======== Task input

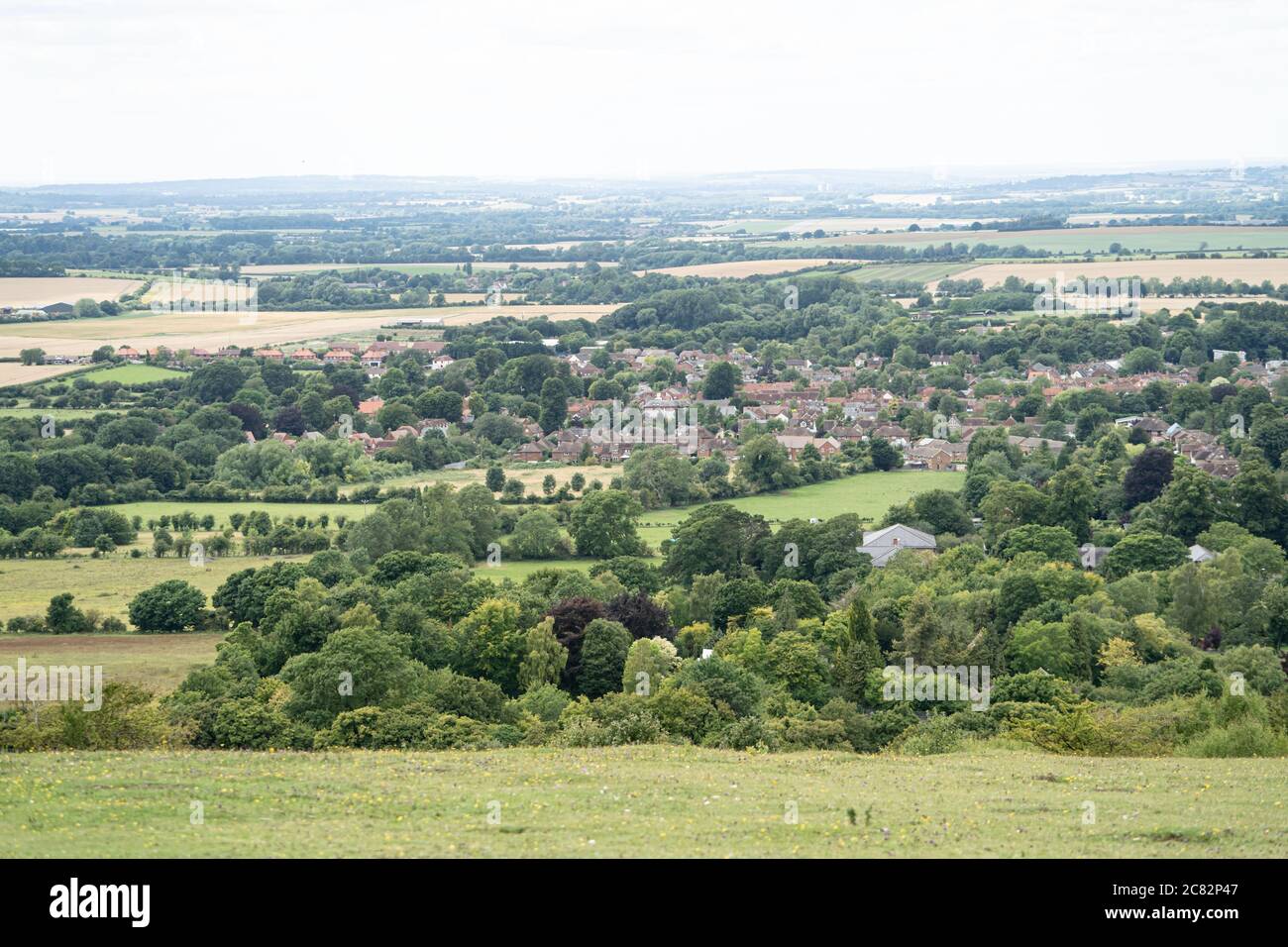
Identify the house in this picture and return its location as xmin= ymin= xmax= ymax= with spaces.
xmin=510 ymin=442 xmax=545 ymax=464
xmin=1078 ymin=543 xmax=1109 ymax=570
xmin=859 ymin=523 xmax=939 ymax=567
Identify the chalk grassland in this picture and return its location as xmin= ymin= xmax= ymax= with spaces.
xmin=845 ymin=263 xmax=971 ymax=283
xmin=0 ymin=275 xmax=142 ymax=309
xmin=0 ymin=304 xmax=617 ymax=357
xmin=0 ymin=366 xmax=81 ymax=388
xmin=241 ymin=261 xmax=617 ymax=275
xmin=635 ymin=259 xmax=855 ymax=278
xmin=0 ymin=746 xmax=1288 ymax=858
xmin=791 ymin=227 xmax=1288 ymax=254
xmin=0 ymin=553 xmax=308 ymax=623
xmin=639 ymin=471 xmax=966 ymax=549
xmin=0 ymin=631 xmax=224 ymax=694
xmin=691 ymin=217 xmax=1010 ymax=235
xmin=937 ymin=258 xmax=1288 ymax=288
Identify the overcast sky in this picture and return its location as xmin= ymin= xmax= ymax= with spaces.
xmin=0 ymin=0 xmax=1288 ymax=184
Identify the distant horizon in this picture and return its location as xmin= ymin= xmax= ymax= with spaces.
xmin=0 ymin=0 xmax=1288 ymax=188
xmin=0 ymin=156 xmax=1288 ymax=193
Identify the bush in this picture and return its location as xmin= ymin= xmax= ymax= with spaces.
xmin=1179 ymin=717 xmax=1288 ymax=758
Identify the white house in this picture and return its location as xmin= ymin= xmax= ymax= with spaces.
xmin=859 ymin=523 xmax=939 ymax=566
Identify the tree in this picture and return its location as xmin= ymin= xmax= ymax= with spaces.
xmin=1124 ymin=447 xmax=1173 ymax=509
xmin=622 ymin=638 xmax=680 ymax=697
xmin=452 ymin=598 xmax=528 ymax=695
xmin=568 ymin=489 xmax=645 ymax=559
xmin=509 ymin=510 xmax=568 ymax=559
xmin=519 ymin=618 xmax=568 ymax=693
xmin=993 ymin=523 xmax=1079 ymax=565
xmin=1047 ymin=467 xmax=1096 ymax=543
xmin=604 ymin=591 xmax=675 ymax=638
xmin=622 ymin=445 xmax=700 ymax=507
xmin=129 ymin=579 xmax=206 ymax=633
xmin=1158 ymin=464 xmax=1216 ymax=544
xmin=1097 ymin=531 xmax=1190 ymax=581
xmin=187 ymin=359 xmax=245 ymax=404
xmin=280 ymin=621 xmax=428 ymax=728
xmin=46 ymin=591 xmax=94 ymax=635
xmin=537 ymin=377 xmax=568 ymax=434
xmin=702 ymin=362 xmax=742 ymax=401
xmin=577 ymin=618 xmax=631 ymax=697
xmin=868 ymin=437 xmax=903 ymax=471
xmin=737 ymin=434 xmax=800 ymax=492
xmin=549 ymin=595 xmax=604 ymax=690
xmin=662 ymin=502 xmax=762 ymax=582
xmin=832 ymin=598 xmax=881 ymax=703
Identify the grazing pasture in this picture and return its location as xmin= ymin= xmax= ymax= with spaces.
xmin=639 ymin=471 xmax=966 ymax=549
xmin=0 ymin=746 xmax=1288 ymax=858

================
======== Task input

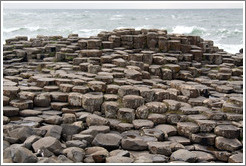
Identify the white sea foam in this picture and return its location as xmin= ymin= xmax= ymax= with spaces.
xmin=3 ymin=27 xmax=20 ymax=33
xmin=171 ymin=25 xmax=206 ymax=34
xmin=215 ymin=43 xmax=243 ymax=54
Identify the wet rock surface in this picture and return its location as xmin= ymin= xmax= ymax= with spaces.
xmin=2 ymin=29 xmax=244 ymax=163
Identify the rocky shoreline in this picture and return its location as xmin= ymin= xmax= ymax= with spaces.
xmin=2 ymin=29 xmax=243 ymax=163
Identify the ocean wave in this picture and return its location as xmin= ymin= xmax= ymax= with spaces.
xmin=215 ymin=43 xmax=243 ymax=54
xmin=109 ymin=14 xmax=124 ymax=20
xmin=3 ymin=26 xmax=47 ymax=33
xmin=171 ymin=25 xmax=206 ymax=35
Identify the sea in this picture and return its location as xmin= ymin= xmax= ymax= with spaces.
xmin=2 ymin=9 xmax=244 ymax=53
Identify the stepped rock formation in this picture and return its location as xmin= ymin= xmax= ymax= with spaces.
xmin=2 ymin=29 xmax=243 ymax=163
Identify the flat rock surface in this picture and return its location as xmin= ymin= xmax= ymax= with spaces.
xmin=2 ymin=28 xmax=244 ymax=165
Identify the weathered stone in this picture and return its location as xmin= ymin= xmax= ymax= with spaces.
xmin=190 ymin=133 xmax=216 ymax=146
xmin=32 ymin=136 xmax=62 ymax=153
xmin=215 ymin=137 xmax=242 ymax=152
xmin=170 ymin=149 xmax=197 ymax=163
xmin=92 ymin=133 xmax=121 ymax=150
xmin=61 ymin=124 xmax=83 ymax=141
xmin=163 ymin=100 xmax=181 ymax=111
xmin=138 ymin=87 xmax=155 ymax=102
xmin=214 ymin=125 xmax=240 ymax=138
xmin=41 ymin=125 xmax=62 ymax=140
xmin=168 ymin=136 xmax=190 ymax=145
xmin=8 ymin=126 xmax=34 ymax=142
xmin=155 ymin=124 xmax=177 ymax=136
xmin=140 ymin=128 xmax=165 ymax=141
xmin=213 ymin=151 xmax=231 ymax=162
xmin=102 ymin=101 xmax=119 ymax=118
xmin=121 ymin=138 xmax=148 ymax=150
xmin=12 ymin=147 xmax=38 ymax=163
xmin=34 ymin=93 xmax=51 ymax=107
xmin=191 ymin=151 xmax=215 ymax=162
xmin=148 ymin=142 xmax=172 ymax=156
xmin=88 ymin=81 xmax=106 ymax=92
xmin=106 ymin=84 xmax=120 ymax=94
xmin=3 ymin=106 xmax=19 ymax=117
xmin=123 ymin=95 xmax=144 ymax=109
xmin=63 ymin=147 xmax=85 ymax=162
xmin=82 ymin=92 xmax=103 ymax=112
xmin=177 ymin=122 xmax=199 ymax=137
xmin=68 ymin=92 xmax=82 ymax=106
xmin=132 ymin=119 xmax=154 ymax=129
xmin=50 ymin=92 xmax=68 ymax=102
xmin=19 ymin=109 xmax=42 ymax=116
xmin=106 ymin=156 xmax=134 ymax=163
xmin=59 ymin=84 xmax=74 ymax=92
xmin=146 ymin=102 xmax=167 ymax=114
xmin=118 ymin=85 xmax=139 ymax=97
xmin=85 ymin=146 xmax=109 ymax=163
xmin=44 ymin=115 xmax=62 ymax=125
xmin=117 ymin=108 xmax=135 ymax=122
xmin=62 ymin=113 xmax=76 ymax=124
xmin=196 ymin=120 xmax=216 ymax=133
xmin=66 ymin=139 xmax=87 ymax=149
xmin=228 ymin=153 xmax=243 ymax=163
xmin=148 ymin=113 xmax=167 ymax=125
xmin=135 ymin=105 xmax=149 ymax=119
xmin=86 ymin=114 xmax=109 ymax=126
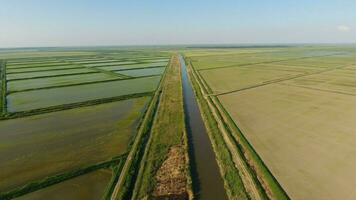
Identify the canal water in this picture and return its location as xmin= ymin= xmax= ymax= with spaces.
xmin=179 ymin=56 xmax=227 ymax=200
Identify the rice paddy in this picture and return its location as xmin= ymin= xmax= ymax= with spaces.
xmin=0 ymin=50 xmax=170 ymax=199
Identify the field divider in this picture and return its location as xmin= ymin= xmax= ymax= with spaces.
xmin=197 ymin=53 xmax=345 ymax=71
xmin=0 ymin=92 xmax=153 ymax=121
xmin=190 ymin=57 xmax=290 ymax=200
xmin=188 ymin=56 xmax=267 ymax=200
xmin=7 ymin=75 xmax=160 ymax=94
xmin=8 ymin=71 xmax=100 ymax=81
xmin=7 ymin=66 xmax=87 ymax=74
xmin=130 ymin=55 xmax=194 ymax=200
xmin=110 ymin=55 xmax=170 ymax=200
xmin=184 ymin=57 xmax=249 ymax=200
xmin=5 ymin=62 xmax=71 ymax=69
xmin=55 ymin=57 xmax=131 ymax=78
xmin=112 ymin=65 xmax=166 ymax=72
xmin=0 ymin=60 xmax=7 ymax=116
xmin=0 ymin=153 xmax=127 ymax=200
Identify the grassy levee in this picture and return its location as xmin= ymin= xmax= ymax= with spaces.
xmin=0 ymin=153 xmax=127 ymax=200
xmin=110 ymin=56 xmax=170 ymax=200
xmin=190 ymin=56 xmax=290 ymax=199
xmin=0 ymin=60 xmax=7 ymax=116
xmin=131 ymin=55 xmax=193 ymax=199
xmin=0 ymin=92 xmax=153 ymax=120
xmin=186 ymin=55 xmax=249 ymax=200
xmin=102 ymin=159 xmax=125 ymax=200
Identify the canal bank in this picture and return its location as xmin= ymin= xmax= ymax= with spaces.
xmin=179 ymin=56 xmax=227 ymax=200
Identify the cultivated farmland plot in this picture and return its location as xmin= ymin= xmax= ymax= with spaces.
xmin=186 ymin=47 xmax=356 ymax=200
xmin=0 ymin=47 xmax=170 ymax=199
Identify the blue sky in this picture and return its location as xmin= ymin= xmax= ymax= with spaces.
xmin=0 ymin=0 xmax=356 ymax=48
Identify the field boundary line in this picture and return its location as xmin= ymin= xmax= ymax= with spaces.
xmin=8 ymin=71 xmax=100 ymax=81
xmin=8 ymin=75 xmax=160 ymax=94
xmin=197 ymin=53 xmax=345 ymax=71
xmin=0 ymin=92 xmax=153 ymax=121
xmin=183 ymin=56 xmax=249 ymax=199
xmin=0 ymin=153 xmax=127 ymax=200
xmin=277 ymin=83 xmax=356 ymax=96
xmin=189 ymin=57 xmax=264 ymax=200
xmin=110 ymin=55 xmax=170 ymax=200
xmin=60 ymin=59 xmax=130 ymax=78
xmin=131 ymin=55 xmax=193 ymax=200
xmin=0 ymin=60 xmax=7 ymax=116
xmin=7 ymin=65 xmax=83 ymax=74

================

-- Exercise goal --
Can you change "house" to "farmhouse" in the lines that open with the line containing "Identify the house" and close with the line containing "xmin=859 ymin=523 xmax=939 ymax=567", and give back only those lines with nothing else altered?

-- Complete output --
Identify the farmhouse in this picture and return its location as xmin= ymin= xmax= ymax= with spaces.
xmin=510 ymin=442 xmax=545 ymax=464
xmin=1078 ymin=543 xmax=1109 ymax=570
xmin=859 ymin=523 xmax=939 ymax=567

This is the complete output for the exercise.